All of the data below must be repeated exactly.

- [Supplied records]
^^^^

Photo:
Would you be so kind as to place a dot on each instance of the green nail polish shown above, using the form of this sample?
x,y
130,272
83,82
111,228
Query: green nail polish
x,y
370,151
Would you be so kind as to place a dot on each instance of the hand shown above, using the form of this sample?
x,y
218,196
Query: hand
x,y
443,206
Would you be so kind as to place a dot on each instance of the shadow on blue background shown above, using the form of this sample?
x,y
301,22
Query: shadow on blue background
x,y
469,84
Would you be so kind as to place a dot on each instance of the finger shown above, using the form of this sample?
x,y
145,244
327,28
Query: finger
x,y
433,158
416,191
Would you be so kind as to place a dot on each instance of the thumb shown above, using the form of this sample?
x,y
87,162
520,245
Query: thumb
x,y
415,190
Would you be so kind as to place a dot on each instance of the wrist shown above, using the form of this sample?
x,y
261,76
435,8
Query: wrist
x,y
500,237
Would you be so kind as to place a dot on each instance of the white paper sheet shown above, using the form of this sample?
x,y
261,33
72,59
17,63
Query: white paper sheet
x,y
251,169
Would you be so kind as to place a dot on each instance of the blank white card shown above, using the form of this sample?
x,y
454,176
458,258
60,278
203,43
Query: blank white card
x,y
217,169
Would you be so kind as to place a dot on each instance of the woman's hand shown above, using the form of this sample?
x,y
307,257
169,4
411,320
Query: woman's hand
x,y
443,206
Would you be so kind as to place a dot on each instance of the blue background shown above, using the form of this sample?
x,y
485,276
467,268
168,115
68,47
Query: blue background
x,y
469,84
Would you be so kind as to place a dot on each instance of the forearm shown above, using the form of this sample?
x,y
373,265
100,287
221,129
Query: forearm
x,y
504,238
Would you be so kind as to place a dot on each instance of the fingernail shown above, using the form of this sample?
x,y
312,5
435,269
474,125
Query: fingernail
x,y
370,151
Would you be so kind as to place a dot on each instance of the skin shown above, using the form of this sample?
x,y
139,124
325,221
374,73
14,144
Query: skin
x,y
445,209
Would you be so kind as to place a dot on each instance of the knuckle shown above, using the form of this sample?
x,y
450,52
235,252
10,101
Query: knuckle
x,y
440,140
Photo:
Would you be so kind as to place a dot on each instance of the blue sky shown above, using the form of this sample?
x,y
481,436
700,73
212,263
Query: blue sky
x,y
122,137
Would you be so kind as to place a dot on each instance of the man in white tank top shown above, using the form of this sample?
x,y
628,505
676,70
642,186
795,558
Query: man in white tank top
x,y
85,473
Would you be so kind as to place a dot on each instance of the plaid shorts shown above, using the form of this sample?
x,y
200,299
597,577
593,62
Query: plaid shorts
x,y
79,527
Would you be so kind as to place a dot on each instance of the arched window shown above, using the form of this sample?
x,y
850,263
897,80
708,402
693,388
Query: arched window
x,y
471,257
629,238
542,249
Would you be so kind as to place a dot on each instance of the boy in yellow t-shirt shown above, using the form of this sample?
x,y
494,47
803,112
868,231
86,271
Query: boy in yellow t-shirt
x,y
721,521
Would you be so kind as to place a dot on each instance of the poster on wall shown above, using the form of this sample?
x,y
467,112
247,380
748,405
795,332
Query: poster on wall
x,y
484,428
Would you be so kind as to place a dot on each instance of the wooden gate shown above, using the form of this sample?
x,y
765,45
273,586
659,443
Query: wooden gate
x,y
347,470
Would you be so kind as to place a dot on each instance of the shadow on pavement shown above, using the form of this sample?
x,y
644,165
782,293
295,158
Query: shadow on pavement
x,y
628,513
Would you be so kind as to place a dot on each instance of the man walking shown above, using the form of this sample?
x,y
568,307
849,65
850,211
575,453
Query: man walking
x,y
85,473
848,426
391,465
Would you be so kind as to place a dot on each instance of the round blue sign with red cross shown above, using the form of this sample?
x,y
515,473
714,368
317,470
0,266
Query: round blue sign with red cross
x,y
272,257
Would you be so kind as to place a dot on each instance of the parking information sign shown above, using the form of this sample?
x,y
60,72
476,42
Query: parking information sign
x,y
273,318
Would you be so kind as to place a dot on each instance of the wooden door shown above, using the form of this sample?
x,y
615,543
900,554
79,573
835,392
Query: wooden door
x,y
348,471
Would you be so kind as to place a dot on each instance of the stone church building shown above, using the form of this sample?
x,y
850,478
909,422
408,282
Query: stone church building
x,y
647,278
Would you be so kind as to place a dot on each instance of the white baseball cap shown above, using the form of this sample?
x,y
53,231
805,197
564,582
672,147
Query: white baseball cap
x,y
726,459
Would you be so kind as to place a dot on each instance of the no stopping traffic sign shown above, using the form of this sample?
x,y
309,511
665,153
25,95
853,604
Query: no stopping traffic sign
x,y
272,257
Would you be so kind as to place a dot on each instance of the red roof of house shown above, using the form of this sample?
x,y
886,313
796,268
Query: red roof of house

^^^^

- [Output below]
Photo:
Would you be so kind as to place a dot on each instance of the green nail polish shown above, using the form of this sample?
x,y
130,272
83,82
111,228
Query: green nail polish
x,y
370,151
Would you be so kind as to place a dot on each instance of the hand shown above, using the form of this sample?
x,y
218,196
Query: hand
x,y
443,206
Would you be so kind as to place a dot on each instance of the shadow on blue background shown above, using the form of this sample?
x,y
301,22
Query: shadow on blue background
x,y
469,84
Would you be so kind as to place a dot on each instance of the finger shown above, using the form of this sample?
x,y
145,244
327,28
Query: finger
x,y
433,158
416,191
Would you be so kind as to place a dot on each instance of the thumb shown above, using the form of this sample?
x,y
87,162
520,245
Query: thumb
x,y
415,190
Would you be so kind as to place a dot on each instance of the wrist shown above, using the form of this sample?
x,y
261,76
435,8
Query: wrist
x,y
500,237
Would you be so kind as to place a dot on each instance of the white paper sheet shown above, using the form of this sample?
x,y
261,33
72,59
17,63
Query: white paper sheet
x,y
251,169
Would you be so kind as to place a dot on each instance of the blank white card shown above, using the form of this sample?
x,y
454,176
458,258
60,278
203,43
Query: blank white card
x,y
217,169
Would you be so kind as to place a dot on each instance of the woman's hand shown above, using the form of this sample?
x,y
307,257
169,4
411,320
Query: woman's hand
x,y
443,206
Would you be so kind as to place a dot on each instance of the blue background shown above, using the form of this sample?
x,y
485,276
467,268
168,115
68,47
Query: blue background
x,y
469,84
Would you be so kind as to place a dot on each instance of the forearm shown above, using the form of this sample?
x,y
373,265
100,287
221,129
Query: forearm
x,y
504,238
Would you be so kind as to place a dot on each instance of the fingernail shown above, using the form of this sample?
x,y
312,5
435,269
474,125
Query: fingernail
x,y
370,151
Would you be so kind as to place a dot on each instance of the skin shown above, using the form of this sample?
x,y
139,124
325,221
374,73
14,144
Query: skin
x,y
445,209
Would you be so kind as to place a dot on each instance of the knuckle shown above, using the form of this sample?
x,y
450,52
235,252
10,101
Query: knuckle
x,y
440,140
Photo:
Would you be so kind as to place a dot on each instance of the blue sky shown above, using the form of this sample?
x,y
481,436
700,73
212,263
Query: blue sky
x,y
122,137
Would you be so kind as to place a dot on each instance of the man in white tank top shown above, using the form of this sample?
x,y
628,505
676,70
642,186
795,558
Query: man in white tank top
x,y
85,473
Would you be so kind as to place a dot on each instance of the plaid shorts shown above, using the form of this sample?
x,y
200,299
597,577
593,62
Query: plaid shorts
x,y
79,527
Would you be so kind as to place a dot on each instance of the arched window shown above, using the form of this sample?
x,y
850,263
897,80
708,402
693,388
Query: arched window
x,y
471,257
629,238
542,249
Would you be so kind as to place a dot on each instance of the boy in yellow t-shirt shown above, using the form of this sample?
x,y
494,47
803,112
868,231
86,271
Query: boy in yellow t-shirt
x,y
721,521
Would you be so kind as to place a dot on each instance of the poster on wall shown above, using the form of this sample?
x,y
467,112
247,380
748,405
795,332
Query: poster on wall
x,y
484,428
Would you be so kind as to place a dot on each instance of the wooden gate shown above, using the form of this sample?
x,y
765,45
273,586
659,443
Query: wooden gate
x,y
347,470
Would you be so kind as to place a dot on each instance of the shadow on pavement shown above, using the form of this sample?
x,y
644,165
782,293
295,158
Query: shadow on pavement
x,y
628,513
Would you be so kind as to place a dot on each instance of the man walking shown above, using the form of this sample?
x,y
568,307
849,65
850,211
575,453
Query: man walking
x,y
85,473
848,426
391,465
Would you be so kind as to place a dot on each instance of the round blue sign with red cross shown above, using the form of this sample?
x,y
515,473
714,368
317,470
0,266
Query: round blue sign with red cross
x,y
272,257
Would you be so kind as to place a dot on each instance of the parking information sign shown above, using the form of this sample?
x,y
60,72
476,42
Query: parking information sign
x,y
273,318
Would you be so kind as to place a dot on each instance of the wooden door shown above, using the form of this sample?
x,y
615,543
900,554
79,573
835,392
Query: wooden door
x,y
348,471
Would you be so kind as to place a dot on each instance of the stone church building shown above, using the form of this sample?
x,y
850,478
909,422
408,282
Query: stone church building
x,y
647,278
Would you be so kind as to place a dot on each instance of the white baseball cap shown above, using the form of this sample?
x,y
53,231
805,197
564,582
672,147
Query: white baseball cap
x,y
726,459
Would you be so kind as to place a dot on each instance of the no stopping traffic sign shown above, using the form of this sample?
x,y
309,511
665,153
25,95
853,604
Query: no stopping traffic sign
x,y
272,257
Would you be so kind as to place a dot on each instance of the red roof of house shown above, using the form of this sample?
x,y
886,313
796,268
Query: red roof of house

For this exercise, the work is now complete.